━━━ DATA SHOWN

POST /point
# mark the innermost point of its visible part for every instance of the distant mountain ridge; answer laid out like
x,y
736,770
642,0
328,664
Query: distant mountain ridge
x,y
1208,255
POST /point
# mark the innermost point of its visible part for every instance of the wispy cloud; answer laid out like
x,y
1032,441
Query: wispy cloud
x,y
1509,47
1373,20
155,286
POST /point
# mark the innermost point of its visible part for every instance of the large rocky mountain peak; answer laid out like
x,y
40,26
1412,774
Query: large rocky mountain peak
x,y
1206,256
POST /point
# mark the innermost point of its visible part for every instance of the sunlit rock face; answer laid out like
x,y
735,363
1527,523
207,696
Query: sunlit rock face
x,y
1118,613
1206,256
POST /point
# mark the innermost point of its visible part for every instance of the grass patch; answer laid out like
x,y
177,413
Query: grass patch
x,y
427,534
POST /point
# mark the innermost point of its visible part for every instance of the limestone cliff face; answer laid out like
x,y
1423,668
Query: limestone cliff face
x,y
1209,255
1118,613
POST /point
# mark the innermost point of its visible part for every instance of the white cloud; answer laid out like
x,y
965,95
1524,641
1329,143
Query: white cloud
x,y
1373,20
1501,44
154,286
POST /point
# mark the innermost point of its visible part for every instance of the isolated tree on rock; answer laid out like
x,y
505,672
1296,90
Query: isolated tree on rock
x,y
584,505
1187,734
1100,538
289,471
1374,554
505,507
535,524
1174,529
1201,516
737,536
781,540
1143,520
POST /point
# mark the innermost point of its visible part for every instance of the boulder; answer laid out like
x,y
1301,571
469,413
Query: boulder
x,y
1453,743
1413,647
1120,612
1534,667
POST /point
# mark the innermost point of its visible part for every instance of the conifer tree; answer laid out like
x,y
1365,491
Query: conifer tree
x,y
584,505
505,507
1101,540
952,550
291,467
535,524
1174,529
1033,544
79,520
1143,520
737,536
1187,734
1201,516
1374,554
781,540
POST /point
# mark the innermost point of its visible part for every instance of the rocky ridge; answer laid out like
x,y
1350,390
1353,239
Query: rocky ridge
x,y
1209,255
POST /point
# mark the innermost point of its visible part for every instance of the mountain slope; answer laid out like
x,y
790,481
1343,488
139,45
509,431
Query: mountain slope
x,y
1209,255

━━━━━━

What do the records say? Quote them all exactly.

EXPECTED OUTPUT:
POST /point
# mark the innermost point of its visible part for every instance of the distant mountain ridge; answer laid out like
x,y
736,770
642,0
328,664
Query: distant mountain ridge
x,y
1208,255
POST /point
# mark the innermost point of its visible part for every instance of the wispy cloud; answer laid out like
x,y
1032,441
Query: wispy cloud
x,y
1509,47
1373,20
155,286
POST /point
# mark the innermost point of its visible part for every instance of the large rocky mountain peak; answer laid out like
x,y
40,26
1412,774
Query: large rocky mountain peak
x,y
1206,256
POST /point
# mark the innermost point of its visible part for every instance of the sunlit rock face; answer laid out like
x,y
735,363
1527,523
207,696
Query: sunlit rock face
x,y
1118,613
1206,256
POST /point
# mark the innermost point of its visible part for every instance of the grass patch; answer laid out like
x,y
177,413
Query: grass patch
x,y
427,534
POST /point
# mark the innermost point of its visible part for every instance of the limestone cliff face; answer laid out like
x,y
1423,668
Query: limestone cliff face
x,y
1209,255
1118,613
POST /point
# mark the innermost point of its visible part for every instance of the white cloud; answer laid out like
x,y
965,95
1524,641
1329,143
Query: white cloud
x,y
1373,20
1501,44
154,286
POST /point
# mark the innermost point of its visible part for every instance of the isolated tree on rock; answer laid out like
x,y
505,672
1296,90
Query: isolated tree on rock
x,y
584,505
1187,734
1100,538
289,471
1374,554
505,507
535,524
1174,529
1201,516
737,536
781,540
1143,520
POST /point
# mark the innermost point of its visible part for every instance of the boulder; answer laid out like
x,y
1301,571
469,413
Query: boulder
x,y
1453,743
1413,647
1120,612
1534,667
POST /point
# mark the innermost point of its visible part for every instance of the conifer tree; answer laid out like
x,y
1365,491
Query: conifer tree
x,y
584,505
505,507
1101,540
952,550
291,467
535,524
1174,529
1033,544
79,520
1143,520
737,536
1187,734
1201,516
1374,554
781,540
POST /point
# mark the innermost point of its visible part for every instance of the rocky ridge; answer laid out like
x,y
1350,390
1353,239
Query: rocky ridge
x,y
1209,255
POST /point
# mark the innermost point of its visible part for every instance of the mountain slope; answer laid out like
x,y
790,481
1343,488
139,45
509,431
Query: mountain slope
x,y
1209,255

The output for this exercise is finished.